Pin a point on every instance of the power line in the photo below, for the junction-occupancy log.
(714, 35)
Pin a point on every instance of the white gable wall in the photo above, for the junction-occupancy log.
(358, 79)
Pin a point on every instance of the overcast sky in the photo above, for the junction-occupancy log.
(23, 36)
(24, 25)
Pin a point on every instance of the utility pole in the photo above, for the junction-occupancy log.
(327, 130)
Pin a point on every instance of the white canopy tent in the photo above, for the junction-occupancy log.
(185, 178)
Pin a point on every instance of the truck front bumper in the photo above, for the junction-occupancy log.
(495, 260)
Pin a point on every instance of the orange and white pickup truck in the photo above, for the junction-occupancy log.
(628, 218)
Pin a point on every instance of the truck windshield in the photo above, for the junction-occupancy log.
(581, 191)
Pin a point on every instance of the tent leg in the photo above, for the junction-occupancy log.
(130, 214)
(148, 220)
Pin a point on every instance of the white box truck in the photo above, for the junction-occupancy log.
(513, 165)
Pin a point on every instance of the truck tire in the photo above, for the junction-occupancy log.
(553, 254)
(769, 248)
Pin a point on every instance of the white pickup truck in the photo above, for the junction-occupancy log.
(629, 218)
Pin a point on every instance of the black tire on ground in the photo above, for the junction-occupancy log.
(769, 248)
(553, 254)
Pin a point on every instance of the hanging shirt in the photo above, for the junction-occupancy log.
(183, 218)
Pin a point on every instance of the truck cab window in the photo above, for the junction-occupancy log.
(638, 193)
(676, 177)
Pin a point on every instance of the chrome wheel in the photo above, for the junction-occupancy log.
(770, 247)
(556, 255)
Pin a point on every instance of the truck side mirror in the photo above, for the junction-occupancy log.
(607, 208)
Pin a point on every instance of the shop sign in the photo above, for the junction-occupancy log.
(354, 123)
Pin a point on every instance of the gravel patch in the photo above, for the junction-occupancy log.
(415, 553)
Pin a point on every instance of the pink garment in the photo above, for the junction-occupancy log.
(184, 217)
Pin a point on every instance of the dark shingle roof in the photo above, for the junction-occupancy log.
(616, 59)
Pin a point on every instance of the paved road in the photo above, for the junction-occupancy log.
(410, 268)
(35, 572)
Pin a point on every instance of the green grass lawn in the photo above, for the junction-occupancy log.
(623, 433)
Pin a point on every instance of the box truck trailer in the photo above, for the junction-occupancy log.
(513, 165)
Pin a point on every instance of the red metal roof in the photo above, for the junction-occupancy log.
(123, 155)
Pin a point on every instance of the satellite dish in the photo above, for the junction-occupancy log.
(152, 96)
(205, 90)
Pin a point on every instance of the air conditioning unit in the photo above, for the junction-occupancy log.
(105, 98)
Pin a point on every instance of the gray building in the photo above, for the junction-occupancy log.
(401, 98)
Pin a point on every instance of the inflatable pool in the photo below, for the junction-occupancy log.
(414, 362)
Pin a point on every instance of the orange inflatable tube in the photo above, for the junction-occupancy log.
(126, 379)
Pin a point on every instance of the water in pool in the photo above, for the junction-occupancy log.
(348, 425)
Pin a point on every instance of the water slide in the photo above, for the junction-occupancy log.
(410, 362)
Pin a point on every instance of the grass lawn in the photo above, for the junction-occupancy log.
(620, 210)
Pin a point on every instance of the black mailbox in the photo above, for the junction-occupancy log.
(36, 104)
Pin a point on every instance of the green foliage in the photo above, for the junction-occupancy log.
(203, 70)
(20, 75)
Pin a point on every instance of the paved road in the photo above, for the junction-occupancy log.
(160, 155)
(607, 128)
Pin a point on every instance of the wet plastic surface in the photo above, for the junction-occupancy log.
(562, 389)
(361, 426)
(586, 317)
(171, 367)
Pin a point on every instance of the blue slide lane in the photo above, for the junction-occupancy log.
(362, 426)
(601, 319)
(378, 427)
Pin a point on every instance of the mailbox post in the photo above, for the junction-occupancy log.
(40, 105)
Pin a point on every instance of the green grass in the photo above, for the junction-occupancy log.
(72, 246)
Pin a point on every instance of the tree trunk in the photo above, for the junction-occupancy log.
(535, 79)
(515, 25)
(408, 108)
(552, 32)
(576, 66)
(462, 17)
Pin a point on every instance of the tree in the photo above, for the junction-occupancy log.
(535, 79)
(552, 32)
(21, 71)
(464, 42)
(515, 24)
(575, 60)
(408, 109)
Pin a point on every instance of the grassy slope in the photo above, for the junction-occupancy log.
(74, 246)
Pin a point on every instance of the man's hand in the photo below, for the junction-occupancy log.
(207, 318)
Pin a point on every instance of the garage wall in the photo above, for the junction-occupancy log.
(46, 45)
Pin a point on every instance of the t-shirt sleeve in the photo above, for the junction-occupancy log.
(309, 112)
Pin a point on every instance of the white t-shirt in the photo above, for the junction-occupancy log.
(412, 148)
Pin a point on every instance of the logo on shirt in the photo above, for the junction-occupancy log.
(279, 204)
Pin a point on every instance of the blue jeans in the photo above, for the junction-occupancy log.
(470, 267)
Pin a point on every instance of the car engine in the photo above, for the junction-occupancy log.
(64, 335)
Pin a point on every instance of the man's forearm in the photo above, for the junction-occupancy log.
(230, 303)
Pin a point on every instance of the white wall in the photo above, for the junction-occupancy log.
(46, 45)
★ ★ ★ ★
> _Stated task_: Rewrite all the data above, changing every "junction-occupancy log" to "lane-occupancy log" and leaving everything else as is.

> _Response to this exercise_:
Pin a point on every instance of the power line in the photo below, for the lane-occupancy log.
(714, 35)
Pin a point on every instance of the white gable wall in the photo above, for the lane-occupancy log.
(358, 79)
Pin a point on every instance of the overcast sky in the photo above, for the lane-occupancy log.
(23, 36)
(24, 25)
Pin a point on every instance of the utility pole in the photo above, for the lane-occupancy log.
(327, 130)
Pin a point on every instance of the white canopy tent in the photo above, for the lane-occupancy log.
(185, 178)
Pin a point on every instance of the truck front bumper in the photo above, for the lane-occupancy log.
(495, 260)
Pin a point on every instance of the orange and white pickup truck in the photo above, for the lane-occupancy log.
(628, 218)
Pin a point on every instance of the truck windshield in the photo above, for the lane-occupancy log.
(581, 191)
Pin a point on every instance of the tent leg in the photo above, for the lane-occupancy log.
(130, 214)
(148, 220)
Pin a point on every instance of the white box truck in the photo above, for the lane-occupancy log.
(513, 165)
Pin a point on every instance of the truck tire in the photo above, for the lane-occupancy log.
(553, 254)
(769, 248)
Pin a point on every instance of the white pickup truck in the photo above, for the lane-occupancy log.
(629, 218)
Pin a point on every instance of the black tire on ground in the photo above, for the lane-occupancy log.
(769, 248)
(553, 254)
Pin a point on every instance of the hanging shirt in the photo above, for the lane-occupancy log.
(183, 218)
Pin a point on every instance of the truck cab window in the photo above, for the lane-occupancy log.
(638, 193)
(676, 177)
Pin a point on every instance of the chrome wheel in the photo above, for the lane-occupancy log.
(770, 247)
(556, 255)
Pin a point on every instance of the truck side mirror in the photo above, for the lane-occupancy log.
(607, 208)
Pin a point on every instance of the shop sign in the photo above, for the lane-occupancy log.
(354, 123)
Pin a point on every instance of the gravel patch in the photo above, for the lane-occupancy log.
(415, 553)
Pin a point on every instance of the pink garment in the photo above, for the lane-occupancy log.
(184, 217)
Pin a point on every instance of the dark shingle roof in the photo above, for the lane-occupancy log.
(616, 59)
Pin a point on every instance of the paved road in the photo above, for the lane-occupancy log.
(410, 268)
(35, 572)
Pin a point on every instance of the green grass lawn in the photo above, for the lane-occupancy log.
(623, 433)
Pin a point on every instance of the box truck trailer in the photo above, for the lane-occupancy log.
(513, 165)
Pin a point on every instance of the red metal roof in the photo above, for the lane-occupancy log.
(123, 155)
Pin a point on every instance of the satellite dish in the photo above, for the lane-occupancy log.
(152, 96)
(205, 90)
Pin a point on every instance of the air conditioning unit in the photo above, for the lane-occupancy log.
(105, 98)
Pin a point on every instance of the gray building in the photo above, for the lane-occupancy log.
(401, 98)
Pin a point on every instance of the inflatable pool in the photo below, for the lane-occupancy log.
(414, 362)
Pin a point on every instance of the orange inflatable tube in the photo above, for the lane-occupancy log.
(126, 379)
Pin a point on every instance of the water in pool in the photo above, for the lane-occupancy log.
(348, 425)
Pin a point on every instance of the water slide in the photo above, for the lane-occupancy log.
(410, 362)
Pin a point on every instance of the grass lawn in the photo above, for the lane-occupancy log.
(620, 210)
Pin a point on every instance of the black mailbox in the photo above, for the lane-occupancy log.
(36, 104)
Pin a point on every instance of the green foliage in the photo above, for the lane-occupancy log.
(203, 70)
(20, 75)
Pin a point on every instance of the paved road in the photo above, for the lane-occupancy log.
(160, 155)
(607, 128)
Pin a point on every instance of the wet plastic surface in the photo above, for the lane-occupancy log.
(562, 389)
(361, 426)
(586, 317)
(171, 367)
Pin a point on every instance of the blue slide lane in the photo above, for the lane-occupancy log.
(362, 426)
(601, 319)
(378, 427)
Pin a point on every instance of the mailbox post in the photo above, for the lane-occupancy log.
(40, 105)
Pin a point on every instance of the green grass in the photo above, for the lane-occupancy log.
(72, 246)
Pin a point on every instance of the tree trunk in the photo above, for the lane-occupancy log.
(535, 79)
(515, 25)
(408, 108)
(552, 32)
(576, 66)
(462, 17)
Pin a point on every instance of the tree in the photo above, for the lane-occupancy log.
(535, 79)
(552, 32)
(21, 71)
(464, 42)
(515, 24)
(575, 60)
(408, 109)
Pin a point on every instance of the grassy slope in the photo above, for the lane-occupancy log.
(74, 246)
Pin a point on every instance of the man's hand in the photo below, for the lane-occupancy log.
(207, 318)
Pin a point on every instance of the garage wall in the photo above, for the lane-occupancy log.
(46, 45)
Pin a point on every instance of the t-shirt sleeve in the photo above, for the lane-occupancy log.
(309, 112)
Pin a point on every instance of the white t-shirt in the photo above, for the lane-occupancy log.
(412, 148)
Pin a point on every instance of the logo on shirt in the photo above, for the lane-occupancy log.
(279, 204)
Pin a point on every instance of the blue jeans in the photo above, for the lane-occupancy log.
(470, 267)
Pin a point on every instance of the car engine in the photo above, for the lane-occupancy log.
(64, 335)
Pin a point on every instance of the man's forearm in the photo above, for the lane-occupancy log.
(230, 303)
Pin a point on every instance of the white wall in the photo above, for the lane-occupancy log.
(46, 45)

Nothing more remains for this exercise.